[Selected text]:

Charles Edward Montague (1 January 1867 – 28 May 1928) was an English journalist, known also as a writer of novels and essays.

Biography
Montague was born and brought up in London, the son of an Irish Roman Catholic priest who had left his vocation to marry. He was educated at the City of London School and Balliol College, Oxford. At Oxford he gained a First in Classical Moderations (1887) and a Second in Literae Humaniores (1889). In 1890 he was recruited by C. P. Scott to The Manchester Guardian, where he became a leader writer and critic; while Scott was an M.P. between 1895 and 1906 he was de facto editor of the paper. He married Scott's daughter Madeline in 1898. While working at the paper, Montague became a supporter of Irish Home Rule.

[Given information]:
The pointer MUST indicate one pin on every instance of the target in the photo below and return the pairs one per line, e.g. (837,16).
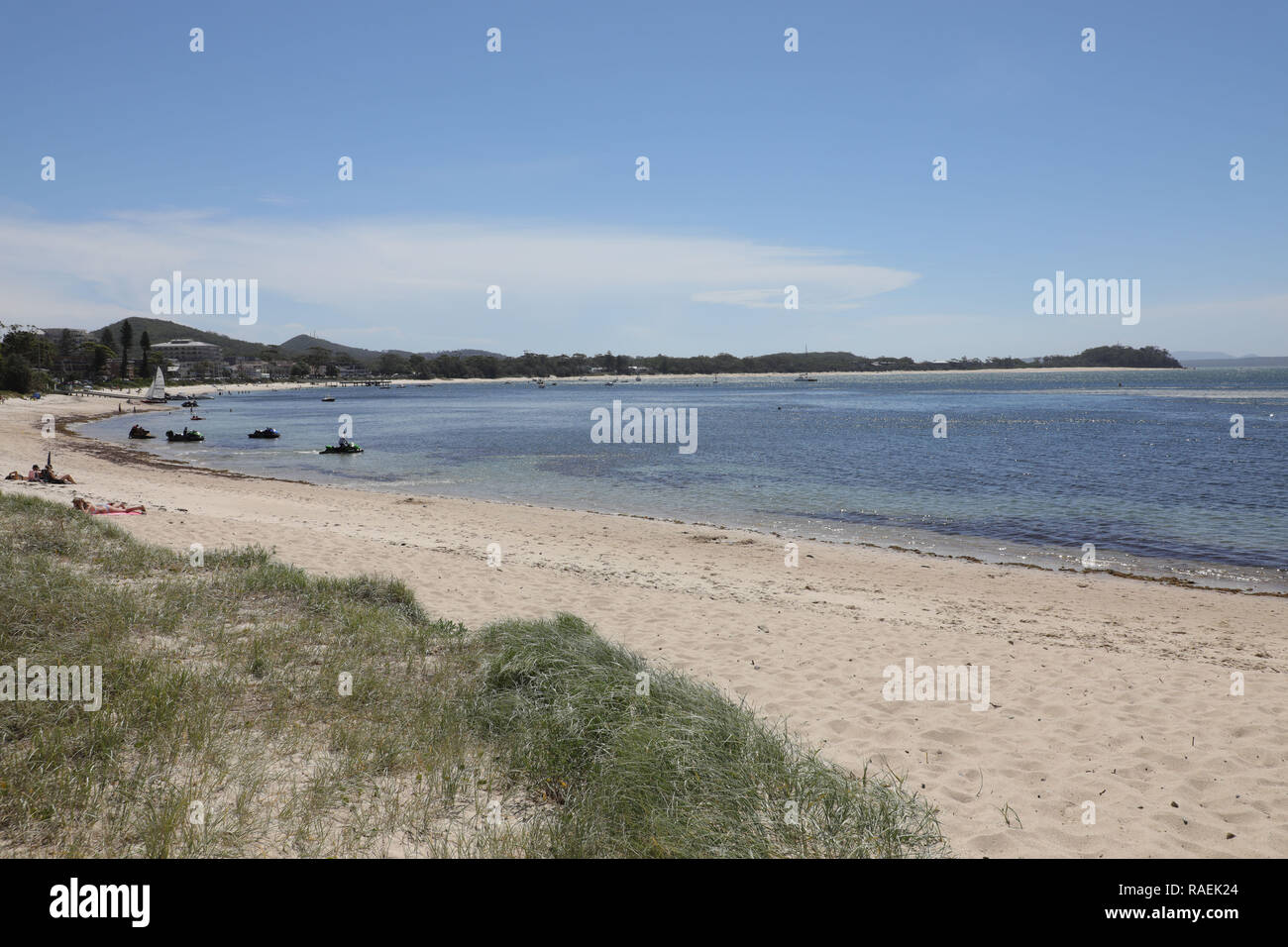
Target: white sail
(158,390)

[Given task 1]:
In the Charles Edward Montague biography, who recruited Montague to The Manchester Guardian in 1890?
[Given task 2]:
Resume the Charles Edward Montague biography after its final sentence and write one further paragraph.

[Right answer 1]:
C. P. Scott

[Right answer 2]:
Montague was against the First World War prior to its commencement, but once it started he believed that it was right to support it in the hope of a swift resolution. In 1914, Montague was 47, which was well over the age for enlistment. But in order to enlist, he dyed his white hair black to enable him to fool the Army into accepting him. H. W. Nevinson would later write that "Montague is the only man I know whose white hair in a single night turned dark through courage." He began as a grenadier-sergeant, and rose to lieutenant and then captain of intelligence in 1915. Later in the war, he became an armed escort for VIPs visiting the battlefield. He escorted such personalities as H.G. Wells and Bernard Shaw. After the end of World War I he wrote in a strong anti-war vein. He wrote that "War hath no fury like a non-combatant." Disenchantment (1922), a collection of newspaper articles about the war, was one of the first prose works to strongly criticise the way the war was fought, and is regarded by some as a pivotal text in the development of literature about the First World War. Disenchantment criticised the British Press' coverage of the war and the conduct of the British generals. Montague accused the latter of being influenced by the "public school ethos" which he condemned as a "gallant robust contempt for "swats" and for all who invented new means to new ends and who trained and used their brains with a will".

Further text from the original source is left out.